RECORDS SUPPLIED:
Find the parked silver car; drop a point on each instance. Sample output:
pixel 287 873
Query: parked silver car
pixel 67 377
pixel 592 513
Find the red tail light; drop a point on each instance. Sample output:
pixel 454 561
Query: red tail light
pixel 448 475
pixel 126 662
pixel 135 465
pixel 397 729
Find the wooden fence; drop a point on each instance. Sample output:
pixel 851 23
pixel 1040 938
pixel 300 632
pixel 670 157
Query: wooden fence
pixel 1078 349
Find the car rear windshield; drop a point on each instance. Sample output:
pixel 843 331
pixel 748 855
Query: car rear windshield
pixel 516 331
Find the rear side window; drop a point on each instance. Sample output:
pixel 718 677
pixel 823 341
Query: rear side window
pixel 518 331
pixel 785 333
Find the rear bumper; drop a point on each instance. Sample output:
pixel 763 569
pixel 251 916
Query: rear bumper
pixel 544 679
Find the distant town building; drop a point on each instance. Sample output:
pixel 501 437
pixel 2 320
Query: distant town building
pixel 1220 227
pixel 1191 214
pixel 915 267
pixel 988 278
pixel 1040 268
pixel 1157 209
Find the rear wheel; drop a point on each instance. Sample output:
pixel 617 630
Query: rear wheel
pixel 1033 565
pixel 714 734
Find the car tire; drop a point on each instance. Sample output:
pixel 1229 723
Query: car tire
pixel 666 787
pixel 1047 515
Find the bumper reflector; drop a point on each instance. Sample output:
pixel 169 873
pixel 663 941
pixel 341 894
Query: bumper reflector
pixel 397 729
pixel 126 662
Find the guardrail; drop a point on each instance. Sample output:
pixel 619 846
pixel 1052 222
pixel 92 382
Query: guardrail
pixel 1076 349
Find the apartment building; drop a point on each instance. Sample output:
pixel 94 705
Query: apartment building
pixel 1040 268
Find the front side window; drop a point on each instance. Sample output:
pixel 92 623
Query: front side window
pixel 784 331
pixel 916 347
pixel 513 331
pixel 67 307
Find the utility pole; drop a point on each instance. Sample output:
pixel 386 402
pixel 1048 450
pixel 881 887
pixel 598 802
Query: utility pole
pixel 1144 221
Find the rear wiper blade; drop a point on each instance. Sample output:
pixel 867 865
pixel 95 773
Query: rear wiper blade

TASK DIRECTIONS:
Substitute "place a marker on" for every occurrence of "drop a point on" throughout the data above, and reproduce the data with no other changes.

FINAL RESULT:
Find the parked silver car; place a marker on each instance. Sample output:
pixel 287 873
Query: parked silver car
pixel 67 377
pixel 592 513
Find the red tail light; place a marker on each instance. Sample output:
pixel 454 561
Query: red tail light
pixel 448 475
pixel 126 662
pixel 135 465
pixel 397 729
Find the wooden fence; place a marker on each instance. Sample output:
pixel 851 23
pixel 1040 938
pixel 300 632
pixel 670 157
Query: wooden fence
pixel 1078 349
Find the car rear windshield; place a marker on each instance. Sample output:
pixel 843 331
pixel 748 855
Query: car rear windshield
pixel 516 331
Find the rear side window; place a marker on each instance. Sample output:
pixel 718 677
pixel 823 341
Query: rear side window
pixel 518 331
pixel 785 333
Find the rear bumper; place a marker on each instance. Sample output:
pixel 763 569
pixel 251 916
Query: rear bumper
pixel 544 679
Find the distant town building; place a marker on each instance. Sample output:
pixel 501 437
pixel 2 320
Query: distant town building
pixel 1220 227
pixel 1191 214
pixel 915 267
pixel 988 278
pixel 1040 268
pixel 1157 209
Find the rear wheel; place a marker on each instance. Sample output:
pixel 617 630
Query: rear wheel
pixel 1033 565
pixel 714 734
Find the car tire; place a marker on each instance. Sample output:
pixel 1229 723
Query: car tire
pixel 666 787
pixel 1047 515
Find the bumper reflector; place a marker on each instance. Sample output:
pixel 169 873
pixel 663 941
pixel 341 894
Query: bumper reflector
pixel 397 729
pixel 126 662
Find the guardrail; place a marker on each instance. Sample output:
pixel 619 846
pixel 1052 222
pixel 92 382
Query: guardrail
pixel 1076 349
Find the apartment building; place a marker on each instance. Sample output:
pixel 94 705
Query: apartment building
pixel 1040 268
Find the front side window; place a marker on each instance. Sample output:
pixel 92 623
Query: front side window
pixel 784 331
pixel 916 347
pixel 513 331
pixel 67 307
Find the utility pole; place a marker on each instance. Sample output:
pixel 386 402
pixel 1048 450
pixel 881 887
pixel 598 802
Query: utility pole
pixel 1144 221
Find the rear wiper blade; place a marker on each instance. Sample output:
pixel 867 865
pixel 95 773
Query: rear wiper blade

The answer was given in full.